__Quoted passage__.
▼▼▼

At 12, Pedro Franceschi was receiving legal notices from Apple. Not for pirating music. Not for some teenage prank. For jailbreaking their iPhone 3G - the first person in Brazil to crack it open. Most kids that age collect Pokemon cards. Pedro collected cease-and-desist letters.
Two years later, he was making hundreds of thousands of dollars selling software. At 16, he co-founded a payments company. At 20, he sold it for enough to never work again. At 22, he built a unicorn. At 30, he sold his second company to Capital One for $5.15 billion.
This is not a story about another Silicon Valley wunderkind who got lucky. This is about a kid from Rio de Janeiro who started a Twitter argument that became a business partnership that became the largest bank-fintech acquisition in history.
"It definitely took a while to develop our business skills - we were just kids. I remember when Henrique and I raised our first round of funding for Pagar.me, we were concerned we got tricked into a bad deal."
- Pedro Franceschi on early entrepreneurshipThe Twitter Fight That Changed Everything
In 2012, two Brazilian teenagers got into a heated argument on Twitter. Pedro Franceschi and Henrique Dubugras didn't know each other. They just had opinions about code and neither would back down. The argument escalated. Then it moved to Skype. Then it became a friendship.
One year later, at 16, they founded Pagar.me - Brazil's answer to Stripe. Not a clone. Not a copy. A payments processor built for Brazilian small businesses navigating a financial system that seemed designed to keep them out. They understood the problem because they lived it. They built the solution because no one else would.
By the time they sold Pagar.me in 2016, it had 150 employees and processed $1.5 billion in transactions. Microsoft named it Startup of the Year. They won $25,000 at Harvard. And they were both 20 years old.
Stanford (Briefly)
They got into Stanford. Of course they did. Computer science majors, both of them. They showed up in 2016, fresh off their exit, ready to learn from the best.
They lasted less than a year.
Not because they failed. Not because they couldn't handle it. Because they had an idea that wouldn't wait. Startups can't get corporate credit cards. Banks see early-stage companies as radioactive. Founders end up using personal cards, mixing business and personal expenses, building companies on their own credit scores.
Pedro and Henrique knew this pain personally. They'd lived it at Pagar.me. So they dropped out, joined Y Combinator's Winter 2017 batch, and built Brex.
Building Brex: The Second Act
January 2017. Brex is founded. The pitch: corporate credit cards for startups. No credit history required. Instant approval. Built for companies that move fast and break things.
It wasn't revolutionary. Pedro himself admitted it. "We knew Brex wasn't a revolutionary idea - it was just tough to execute." But execution is everything. And execution is where most ideas die.

▲▲▲

__Goals__.
1. According to the profile of Pedro Franceschi, how many employees did Pagar.me have when it was sold in 2016?
2. Please carry on the profile of Pedro Franceschi from its final sentence.

__Data__.
▼▼▼

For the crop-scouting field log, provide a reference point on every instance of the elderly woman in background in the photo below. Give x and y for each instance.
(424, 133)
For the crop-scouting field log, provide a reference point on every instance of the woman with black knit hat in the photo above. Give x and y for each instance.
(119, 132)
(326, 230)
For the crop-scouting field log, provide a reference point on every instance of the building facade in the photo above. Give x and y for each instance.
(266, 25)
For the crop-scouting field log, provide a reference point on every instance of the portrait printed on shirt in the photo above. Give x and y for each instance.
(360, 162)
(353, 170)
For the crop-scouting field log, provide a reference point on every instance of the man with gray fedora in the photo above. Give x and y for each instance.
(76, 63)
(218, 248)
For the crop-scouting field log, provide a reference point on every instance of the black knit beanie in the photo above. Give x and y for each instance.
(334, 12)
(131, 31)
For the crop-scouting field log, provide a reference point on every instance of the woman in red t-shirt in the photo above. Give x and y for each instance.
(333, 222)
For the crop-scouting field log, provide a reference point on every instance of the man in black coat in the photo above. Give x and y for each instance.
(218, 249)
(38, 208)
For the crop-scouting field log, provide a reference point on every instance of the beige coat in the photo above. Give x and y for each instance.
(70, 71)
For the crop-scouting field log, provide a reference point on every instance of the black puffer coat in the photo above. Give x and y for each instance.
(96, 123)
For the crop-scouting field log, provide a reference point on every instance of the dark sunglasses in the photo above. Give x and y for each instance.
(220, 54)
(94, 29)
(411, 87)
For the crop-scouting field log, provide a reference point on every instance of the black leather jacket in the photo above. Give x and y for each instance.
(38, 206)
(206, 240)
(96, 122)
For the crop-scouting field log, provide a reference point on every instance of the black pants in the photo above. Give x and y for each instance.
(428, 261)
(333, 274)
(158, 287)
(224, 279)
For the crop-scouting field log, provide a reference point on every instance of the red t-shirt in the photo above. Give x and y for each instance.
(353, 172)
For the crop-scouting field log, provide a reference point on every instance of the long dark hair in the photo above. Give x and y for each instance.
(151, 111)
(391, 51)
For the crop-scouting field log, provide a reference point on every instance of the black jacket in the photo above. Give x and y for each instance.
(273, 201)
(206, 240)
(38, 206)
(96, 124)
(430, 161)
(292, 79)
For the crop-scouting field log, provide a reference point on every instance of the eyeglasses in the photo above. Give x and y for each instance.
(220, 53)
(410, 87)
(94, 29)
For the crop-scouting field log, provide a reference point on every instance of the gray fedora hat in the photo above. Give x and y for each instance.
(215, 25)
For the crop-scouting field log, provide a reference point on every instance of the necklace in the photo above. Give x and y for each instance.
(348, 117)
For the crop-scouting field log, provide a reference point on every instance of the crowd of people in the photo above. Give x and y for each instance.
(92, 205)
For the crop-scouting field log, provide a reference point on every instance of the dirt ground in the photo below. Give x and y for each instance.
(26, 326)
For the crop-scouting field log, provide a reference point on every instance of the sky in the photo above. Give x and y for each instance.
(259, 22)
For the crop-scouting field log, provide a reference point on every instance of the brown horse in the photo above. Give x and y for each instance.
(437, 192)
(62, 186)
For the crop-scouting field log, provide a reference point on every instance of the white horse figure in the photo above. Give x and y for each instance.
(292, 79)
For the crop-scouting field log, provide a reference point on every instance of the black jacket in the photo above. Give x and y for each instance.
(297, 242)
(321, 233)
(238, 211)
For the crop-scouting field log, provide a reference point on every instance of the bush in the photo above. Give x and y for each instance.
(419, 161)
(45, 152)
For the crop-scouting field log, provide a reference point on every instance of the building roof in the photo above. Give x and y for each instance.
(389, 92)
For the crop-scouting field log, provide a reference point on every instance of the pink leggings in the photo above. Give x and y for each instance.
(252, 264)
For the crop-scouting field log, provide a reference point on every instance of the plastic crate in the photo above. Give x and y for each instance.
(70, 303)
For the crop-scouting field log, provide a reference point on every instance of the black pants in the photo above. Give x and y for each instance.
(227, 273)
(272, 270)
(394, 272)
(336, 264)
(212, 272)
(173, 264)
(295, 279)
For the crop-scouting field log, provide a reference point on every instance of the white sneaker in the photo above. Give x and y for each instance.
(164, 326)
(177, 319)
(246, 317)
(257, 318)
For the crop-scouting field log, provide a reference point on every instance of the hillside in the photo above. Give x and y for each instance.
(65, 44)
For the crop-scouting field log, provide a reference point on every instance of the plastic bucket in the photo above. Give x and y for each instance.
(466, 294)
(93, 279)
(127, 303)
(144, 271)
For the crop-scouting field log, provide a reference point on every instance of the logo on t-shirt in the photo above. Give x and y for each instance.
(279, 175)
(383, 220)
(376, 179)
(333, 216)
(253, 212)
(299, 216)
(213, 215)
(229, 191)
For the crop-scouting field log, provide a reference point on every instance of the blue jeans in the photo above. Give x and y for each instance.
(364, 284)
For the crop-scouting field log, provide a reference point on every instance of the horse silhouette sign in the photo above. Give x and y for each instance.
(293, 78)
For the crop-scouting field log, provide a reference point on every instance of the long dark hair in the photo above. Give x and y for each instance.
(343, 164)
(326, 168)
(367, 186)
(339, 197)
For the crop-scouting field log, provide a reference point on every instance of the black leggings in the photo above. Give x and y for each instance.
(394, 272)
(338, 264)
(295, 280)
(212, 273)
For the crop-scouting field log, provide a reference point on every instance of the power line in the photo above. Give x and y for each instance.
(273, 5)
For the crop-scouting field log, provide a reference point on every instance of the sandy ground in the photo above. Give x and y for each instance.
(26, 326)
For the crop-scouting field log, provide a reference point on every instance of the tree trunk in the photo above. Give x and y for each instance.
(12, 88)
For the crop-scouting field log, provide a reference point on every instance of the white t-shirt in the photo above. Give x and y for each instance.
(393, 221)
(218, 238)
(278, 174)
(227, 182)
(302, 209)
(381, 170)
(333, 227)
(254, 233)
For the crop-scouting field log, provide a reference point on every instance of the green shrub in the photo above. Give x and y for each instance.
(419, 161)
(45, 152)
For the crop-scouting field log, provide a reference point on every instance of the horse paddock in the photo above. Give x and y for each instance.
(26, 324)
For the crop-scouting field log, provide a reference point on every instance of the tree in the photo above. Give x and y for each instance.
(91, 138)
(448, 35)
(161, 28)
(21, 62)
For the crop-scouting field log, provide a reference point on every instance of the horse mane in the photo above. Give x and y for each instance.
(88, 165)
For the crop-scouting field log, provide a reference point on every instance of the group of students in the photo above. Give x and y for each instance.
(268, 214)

▲▲▲

__Responses__.
1. Pagar.me had 150 employees.

2.
Eighteen months later, Brex hit unicorn status. $1 billion valuation at age 22. Not because they had a better idea than everyone else. Because they understood the pain better. Because they'd built payments infrastructure before. Because they knew what founders needed before founders knew they needed it.
By 2022, Brex was valued at $12.3 billion. Pedro Franceschi became a billionaire. The youngest in Latin America. The only self-made one in Brazil's top 10 richest under 30.
Then reality hit.
Burnout at the Top
Twice before turning 26, Pedro burned out. Not the "I need a vacation" kind. The real kind. The kind where your body stops cooperating and your mind stops making sense.
He talks about it openly now. "Everyone thinks they are irreplaceable, and in the end, they are not. Things are teachable, they are not unique to one person, that's true for everyone."
So he restructured. Hired better. Delegated more. Built systems that didn't require him to be the bottleneck. Started living like an athlete instead of a startup founder - which meant treating his body and mind like assets that needed maintenance, not resources to be mined until exhausted.
In 2024, he made another shift. He called it "founder mode." One company roadmap. Pedro as editor-in-chief of everything that ships. Not micromanagement. Clarity. "Switching to founder mode is the best thing I've done at Brex in many years."
"Switching to founder mode is the best thing I've done at Brex in many years. Having a single roadmap for the entire company, where I'm the editor of what ships in each release."
- Pedro Franceschi, 2024The $5.15 Billion Exit
January 2026. Capital One announces it will acquire Brex for $5.15 billion. Half cash, half stock. The largest bank-fintech acquisition in history.
Pedro stays on as CEO. Not as a requirement. As a choice. Brex becomes a standalone division within Capital One's commercial banking arm. Same mission. Bigger scale. Faster growth.
"Joining forces with Capital One means we can deliver on our promise for more businesses faster and at a scale that would have taken years to build independently," Pedro said. Not a sellout. A scale-up.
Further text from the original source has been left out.